#### Page
This is a question I have always had, relating to probability and statistics.
In many applications (e.g. estimating the parameters of a probability distribution function), we almost always end up trying to optimize the "log likelihood" instead of just the "likelihood".
From a computational standpoint, I have heard that this is much easier - for example, diffrentiating the log likelihood can remove exponent terms and thus make the optimization process simpler.
From a mathematical standpoint, we are often told (without explanation) that optimizating the log likelihood function is equivalent to maximizing the original likelihood function - for example, the stationary points (i.e. where the derivatives are 0) on the log likelihood function are apparently equivalent to the stationary points on the original likelihood function. Therefore, optimizing the log likelihood function or the original likelihood function will result in identical parameter estimates.
My question relates to the mathematics of this phenomenon : Does the logarithm of a function always preserve the stationary points of the original function - and if so, why does this happen?
As a reference, I found the following quote (Why we consider log likelihood instead of Likelihood in Gaussian Distribution):
"Because the logarithm is monotonically increasing function of its argument, maximization of the log of a function is equivalent to maximization of the function itself."
########
#### Information given
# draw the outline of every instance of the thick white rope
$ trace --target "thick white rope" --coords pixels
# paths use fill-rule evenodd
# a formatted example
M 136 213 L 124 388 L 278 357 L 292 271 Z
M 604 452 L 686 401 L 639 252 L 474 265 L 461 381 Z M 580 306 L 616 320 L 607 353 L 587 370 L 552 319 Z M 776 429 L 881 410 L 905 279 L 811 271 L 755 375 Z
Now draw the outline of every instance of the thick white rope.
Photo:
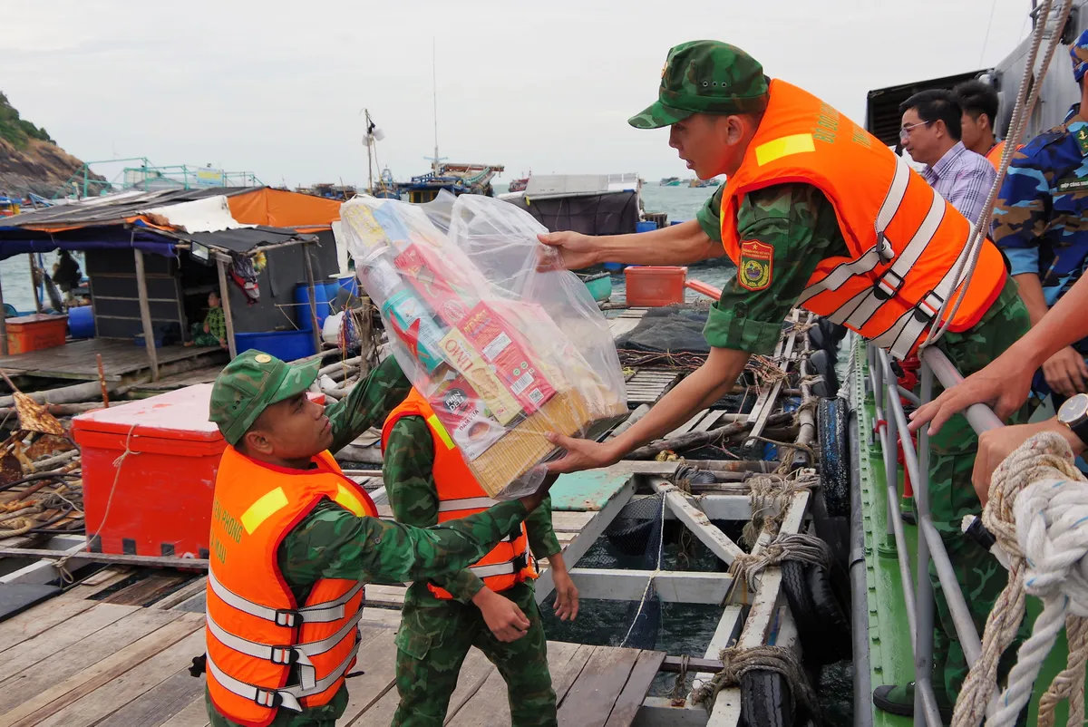
M 1039 725 L 1054 724 L 1054 707 L 1070 702 L 1068 725 L 1085 717 L 1088 658 L 1088 480 L 1073 465 L 1060 435 L 1036 434 L 993 473 L 982 522 L 1009 555 L 1009 583 L 986 621 L 982 653 L 956 700 L 953 727 L 1012 727 L 1028 703 L 1043 661 L 1065 626 L 1065 669 L 1039 701 Z M 1043 603 L 1031 637 L 1017 652 L 1009 686 L 997 700 L 998 661 L 1024 618 L 1025 594 Z
M 1038 20 L 1035 32 L 1031 36 L 1031 47 L 1028 50 L 1027 61 L 1024 64 L 1024 75 L 1021 77 L 1019 90 L 1016 93 L 1016 106 L 1013 109 L 1012 123 L 1009 128 L 1009 135 L 1005 137 L 1005 147 L 1001 152 L 1001 162 L 998 164 L 998 174 L 993 180 L 993 186 L 990 188 L 990 194 L 986 197 L 986 204 L 982 206 L 982 212 L 979 217 L 978 223 L 972 226 L 970 235 L 967 238 L 966 247 L 969 252 L 961 257 L 955 267 L 955 276 L 953 280 L 960 280 L 960 275 L 963 273 L 963 269 L 966 266 L 967 273 L 963 278 L 963 283 L 960 285 L 960 292 L 955 296 L 955 303 L 952 305 L 952 310 L 948 316 L 944 316 L 944 311 L 948 308 L 949 301 L 952 296 L 948 296 L 941 301 L 941 307 L 937 311 L 937 316 L 934 317 L 934 331 L 926 337 L 919 348 L 919 355 L 925 350 L 927 346 L 931 346 L 951 325 L 952 320 L 955 318 L 956 312 L 960 310 L 960 305 L 963 303 L 964 297 L 967 294 L 967 287 L 970 284 L 970 279 L 975 274 L 975 267 L 978 264 L 978 256 L 982 251 L 982 246 L 986 243 L 986 238 L 989 235 L 990 222 L 993 219 L 993 208 L 998 200 L 998 192 L 1001 189 L 1001 184 L 1004 182 L 1005 172 L 1009 169 L 1009 162 L 1012 160 L 1013 153 L 1016 150 L 1016 145 L 1019 144 L 1021 138 L 1024 135 L 1024 131 L 1027 128 L 1028 120 L 1031 118 L 1031 110 L 1035 108 L 1036 100 L 1039 98 L 1039 91 L 1042 88 L 1042 79 L 1047 75 L 1047 69 L 1050 67 L 1050 60 L 1054 56 L 1054 50 L 1058 48 L 1058 42 L 1062 36 L 1062 28 L 1065 27 L 1065 20 L 1070 15 L 1070 10 L 1073 8 L 1073 0 L 1062 0 L 1061 9 L 1058 11 L 1055 16 L 1055 23 L 1051 26 L 1050 10 L 1053 0 L 1043 0 L 1042 5 L 1039 7 Z M 1047 29 L 1052 27 L 1050 42 L 1047 46 L 1047 51 L 1043 54 L 1042 65 L 1039 67 L 1039 76 L 1035 84 L 1031 84 L 1031 77 L 1035 74 L 1035 60 L 1039 52 L 1039 46 L 1042 45 L 1042 38 L 1047 34 Z M 1028 87 L 1030 86 L 1030 96 L 1028 95 Z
########
Requests:
- A) Switch "log likelihood" to "logarithm of the likelihood" in the log likelihood question from "In many applications" to "optimization process simpler." and give that passage back.
- B) In the log likelihood question, list every example that is introduced with "e.g." or "for example."
- C) According to the quote in the log likelihood question, why is maximizing the log of a function equivalent to maximizing the function itself?
You can leave the lines aside; they play no part here.

Answers to the tasks:
- A)
In many applications (e.g. estimating the parameters of a probability distribution function), we almost always end up trying to optimize the "logarithm of the likelihood" instead of just the "likelihood".
From a computational standpoint, I have heard that this is much easier - for example, diffrentiating the logarithm of the likelihood can remove exponent terms and thus make the optimization process simpler.

- B)
- Estimating the parameters of a probability distribution function
- Differentiating the log likelihood can remove exponent terms and thus make the optimization process simpler
- The stationary points (where the derivatives are 0) on the log likelihood function are apparently equivalent to the stationary points on the original likelihood function

- C) The logarithm is a monotonically increasing function of its argument.